> _EXTRACT TO READ_
::::

The DISTINCT handling in the QGM paper cite above is a bit messy, so the solution proposed here differs a bit of the one described in the paper.

As shown in the definition of QueryBox above, each box has a DistinctOperation flag, that indicates whether the box must enforce the uniqueness of its output rows, the uniqueness is already guaranteed by the underlying structure of the box, or the duplicated rows must be preserved in the output of the box.

Each box also exposes the sets of its columns that make unique keys on its output. A BaseTable instance will contain a unique key for every unique indexes on the table. A Select with DistinctOperation::Enforce or DistinctOperation::Guaranteed will have at least a unique key containing all the columns in its projection. A Grouping box will have at least a unique key containing all the columns in the grouping key.

This information must be re-computed every time the underlying structure of the box is modified.

GROUP BY and DISTINCT have a different representation in QGM, where the latter is always preferred since it makes query flattening easier. Because of that, a normalization rule will convert any Grouping box without aggregate functions into a Select box with DistinctOperation::Enforce.

`DistinctOperation::Enforce` vs. `DistinctOperation::Guaranteed`

The following example illustrates the difference between DistinctOperation::Enforce and DistinctOperation::Guaranteed. Consider the following scenario:

create table a(a ... primary key, ...);
create table b(b ... primary key, ...);
select * from a, b from (select distinct a from a) x, b where a = b;

After parsing this query we end up with a Select box ranging over BaseTable A with DistinctOperation::Enforce projecting only column A, and then another Select box (the top-level one) ranging over that one and BaseTable B, containing the join predicate.

One of the main goals of the normalization process is to reduce the number of boxes and flatten the query as much as possible. Given two nested Select boxes, it will always try to merge them. However, in general DistinctOperation::Enforce prevents a child Select box into a parent one, unless certain conditions that ensure the semantic correctness of the transformation are met. One of these sufficient conditions is when the internal structure of the nested Select box already guarantees the uniqueness of its output, which is indicated by DistinctOperation::Guaranteed flag. A semantic transformation will analyze the internal structure of any Select box with DistinctOperation::Enforce and will determine whether it already guarantees the uniqueness of its output.

Going back to the example above, the semantic transformation mentioned will kick in for the nested Select box, allowing its merge into the top-level one. The result is a single Select box ranging over both base tables, which is the representation for the following equivalent but simpler version of the query above:

select * from a, b where a = b;

However, following with the same example, column A wasn't a primary/unique key of table A, the distinctness of the nested Select box would not be guaranteed and hence, it could not be merged into the top-level one.

Query model transformations: query normalization stage

Some normalization transformations are better/easier done with a representation at a higher level than our current MirRelationExpr representation. Specially those around SQL-specific concepts such as outer joins that are lost during lowering. Several examples of this are #6932, #6987 or #6988, but the list of unsupported cases that are hard to support at the moment is much longer.

::::

> _DATA EXTRACT_
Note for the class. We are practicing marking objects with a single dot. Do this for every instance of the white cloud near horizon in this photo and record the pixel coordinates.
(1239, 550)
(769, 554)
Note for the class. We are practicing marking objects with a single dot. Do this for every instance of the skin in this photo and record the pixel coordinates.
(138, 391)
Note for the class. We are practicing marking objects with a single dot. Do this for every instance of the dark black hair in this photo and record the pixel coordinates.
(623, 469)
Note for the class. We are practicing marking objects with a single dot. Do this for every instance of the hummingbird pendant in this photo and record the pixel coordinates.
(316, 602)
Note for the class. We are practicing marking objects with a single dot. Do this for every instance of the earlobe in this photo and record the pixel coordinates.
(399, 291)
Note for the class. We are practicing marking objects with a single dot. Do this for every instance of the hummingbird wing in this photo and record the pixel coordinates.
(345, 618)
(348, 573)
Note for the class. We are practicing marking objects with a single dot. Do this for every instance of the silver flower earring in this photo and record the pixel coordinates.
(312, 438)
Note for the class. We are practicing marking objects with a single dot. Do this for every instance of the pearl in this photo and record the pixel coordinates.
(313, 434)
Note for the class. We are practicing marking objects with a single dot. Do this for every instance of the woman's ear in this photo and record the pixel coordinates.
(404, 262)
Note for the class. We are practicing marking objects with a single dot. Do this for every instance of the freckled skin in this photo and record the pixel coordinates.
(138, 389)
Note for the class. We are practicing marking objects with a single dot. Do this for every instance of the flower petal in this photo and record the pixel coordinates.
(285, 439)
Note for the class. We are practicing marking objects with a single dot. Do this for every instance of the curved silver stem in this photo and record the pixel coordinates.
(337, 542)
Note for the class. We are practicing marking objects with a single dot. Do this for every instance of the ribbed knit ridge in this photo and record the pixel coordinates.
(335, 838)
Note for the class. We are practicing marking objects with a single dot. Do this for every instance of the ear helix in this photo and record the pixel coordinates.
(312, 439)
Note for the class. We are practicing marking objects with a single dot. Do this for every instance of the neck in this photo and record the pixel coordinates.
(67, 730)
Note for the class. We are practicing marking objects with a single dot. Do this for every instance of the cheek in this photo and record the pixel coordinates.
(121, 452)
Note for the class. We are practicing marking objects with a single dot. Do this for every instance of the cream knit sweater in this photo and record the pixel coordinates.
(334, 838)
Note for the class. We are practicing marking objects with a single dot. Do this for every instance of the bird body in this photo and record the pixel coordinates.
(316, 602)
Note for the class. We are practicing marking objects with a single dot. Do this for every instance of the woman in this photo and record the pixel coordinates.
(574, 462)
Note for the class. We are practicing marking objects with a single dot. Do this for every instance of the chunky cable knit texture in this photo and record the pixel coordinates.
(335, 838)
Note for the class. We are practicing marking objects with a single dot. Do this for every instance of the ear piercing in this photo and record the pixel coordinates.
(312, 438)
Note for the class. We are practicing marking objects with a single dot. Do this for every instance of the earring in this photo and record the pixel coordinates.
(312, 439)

::::

Write the next part of the query graph model design text, starting right after its last sentence.

Query decorrelation during normalization

Consider the following two equivalent queries:

materialize=> explain select * from t1, lateral (select count(*) from t2 group by t1.f1);
                Optimized Plan
----------------------------------------------
 %0 =                                        +
 | Get materialize.public.t1 (u254)          +
                                             +
 %1 =                                        +
 | Get materialize.public.t1 (u254)          +
 | Distinct group=(#0)                       +
 | ArrangeBy ()                              +
                                             +
 %2 =                                        +
 | Get materialize.public.t2 (u256)          +
                                             +
 %3 =                                        +
 | Join %1 %2                                +
 | | implementation = Differential %2 %1.()  +
 | | demand = (#0)                           +
 | Reduce group=(#0)                         +
 | | agg count(true)                         +
 | ArrangeBy (#0)                            +
                                             +
 %4 =                                        +
 | Join %0 %3 (= #0 #2)                      +
 | | implementation = Differential %0 %3.(#0)+
 | | demand = (#0, #1, #3)                   +
 | Project (#0, #1, #3)                      +

(1 row)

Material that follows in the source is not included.